EXCERPTED PASSAGE -
---+---

Where the Star Trek Myth Begins
It’s unlikely that Gene Roddenberry and the other creators of Star Trek set out to create a mythology. But they were people who wanted to say something, who wanted to live in the universe of stories, and given the requirements of our culture, who needed to make a living.
The Star Trek mythology has its own creation myth. As Gene Roddenberry told it, by early 1964 he was frustrated because the television networks wouldn’t let him openly write about contemporary issues for television series drama, specifically the series he created and produced, “The Lieutenant,” which was set in the present.
But what if he could do it through disguise? “I recalled that when Jonathan Swift was writing Gulliver’s Travels, he wanted to write satire on his time,” Roddenberry said later. By setting his adventure in Lilliput, “he could talk about insane prime ministers and crooked kings, and all of that…Children could read it as a fairy tale, an adventure, and as they got older they’d recognize it for what it really is. It seemed to me that perhaps if I wanted to talk about sex, religion, politics, make some comments against Vietnam and so on, that if I had similar situations involving these subjects, happening on other planets to little green people, indeed it might get by. And it did.”
This feature of Star Trek’s storytelling---the allegorical or metaphorical dimension—became a major part of its identity. Many years later, Roddenberry described his realization that he could do what Swift had done as a kind of religious experience.
There were many mythologies and stories that influenced the Star Trek saga. But Gulliver’s Travels was an important one in many ways. According to Desilu executive Herb Solow, he and Roddenberry worried about how to get TV viewers to believe in the reality of this strange new universe of the future. In addition to their many efforts to create and show a plausible future, Solow suggested a narrative tactic he remembered from “Gulliver’s Travels.” These experiences among fantastic societies no one had ever seen were described matter-of-factly with the vocabulary of a traveler’s report. Because Gulliver talked about them as if they had already happened, it suggested to readers that they should accept these events as having happened. Solow advised they use this approach for Star Trek. Even though the events were to take place in a future inaccessible to the viewer, they could be presented as stories or reports related by a narrator who had already experienced them. This became the subtle tactic of the “Captain’s Log” that began episodes, and also provided useful for exposition and reminding viewers what they’d seen before the commercials.

---+---

WHAT YOU HAVE TO DO - Condense the paragraph of the passage on Star Trek's origins that begins "But what if he could do it through disguise?" into a short bulleted list that keeps its main facts. The listing after this text is not needed for this work.

EXCERPTED RECORDS -
---+---

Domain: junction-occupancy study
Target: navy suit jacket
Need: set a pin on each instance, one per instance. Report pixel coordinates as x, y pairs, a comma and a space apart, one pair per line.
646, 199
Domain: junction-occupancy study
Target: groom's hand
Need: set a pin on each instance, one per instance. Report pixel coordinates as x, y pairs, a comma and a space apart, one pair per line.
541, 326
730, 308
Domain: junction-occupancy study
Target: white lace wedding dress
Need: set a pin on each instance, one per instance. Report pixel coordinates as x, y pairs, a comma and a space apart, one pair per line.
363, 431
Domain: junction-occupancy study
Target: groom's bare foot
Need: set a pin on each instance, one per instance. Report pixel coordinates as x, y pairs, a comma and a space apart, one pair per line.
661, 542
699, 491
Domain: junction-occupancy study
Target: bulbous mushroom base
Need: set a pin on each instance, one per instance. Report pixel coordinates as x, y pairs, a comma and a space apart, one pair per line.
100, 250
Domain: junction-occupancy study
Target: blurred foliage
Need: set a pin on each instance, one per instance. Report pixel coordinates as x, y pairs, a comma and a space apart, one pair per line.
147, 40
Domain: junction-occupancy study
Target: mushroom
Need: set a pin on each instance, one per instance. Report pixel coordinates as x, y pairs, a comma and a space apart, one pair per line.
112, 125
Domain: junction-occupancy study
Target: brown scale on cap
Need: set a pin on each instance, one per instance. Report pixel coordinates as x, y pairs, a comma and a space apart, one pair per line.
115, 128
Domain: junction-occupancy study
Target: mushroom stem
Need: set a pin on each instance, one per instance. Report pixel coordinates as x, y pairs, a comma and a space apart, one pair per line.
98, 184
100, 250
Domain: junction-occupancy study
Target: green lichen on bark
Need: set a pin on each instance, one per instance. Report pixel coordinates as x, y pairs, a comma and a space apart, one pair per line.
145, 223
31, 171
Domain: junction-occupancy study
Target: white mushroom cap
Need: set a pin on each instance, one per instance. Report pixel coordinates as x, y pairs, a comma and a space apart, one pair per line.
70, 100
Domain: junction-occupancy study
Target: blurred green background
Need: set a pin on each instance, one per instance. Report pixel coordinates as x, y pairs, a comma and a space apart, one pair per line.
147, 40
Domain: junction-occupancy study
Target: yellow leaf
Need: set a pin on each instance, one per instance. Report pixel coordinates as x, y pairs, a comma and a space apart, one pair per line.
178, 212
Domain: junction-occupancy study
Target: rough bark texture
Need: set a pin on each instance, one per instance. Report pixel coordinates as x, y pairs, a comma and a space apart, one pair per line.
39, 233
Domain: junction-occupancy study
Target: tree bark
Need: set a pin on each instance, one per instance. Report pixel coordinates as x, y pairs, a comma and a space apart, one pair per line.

---+---

ANSWER AREA -
- Roddenberry considered conveying his views through disguise.
- He recalled that Jonathan Swift, wanting to satirize his own time in Gulliver's Travels, set the adventure in Lilliput so he could write about insane prime ministers and crooked kings.
- Children could read Swift's book as a fairy tale or adventure and later recognize what it really was.
- Roddenberry reasoned that he could address sex, religion, politics, and Vietnam by placing similar situations on other planets among little green people.
- He expected this approach might get by, and it did.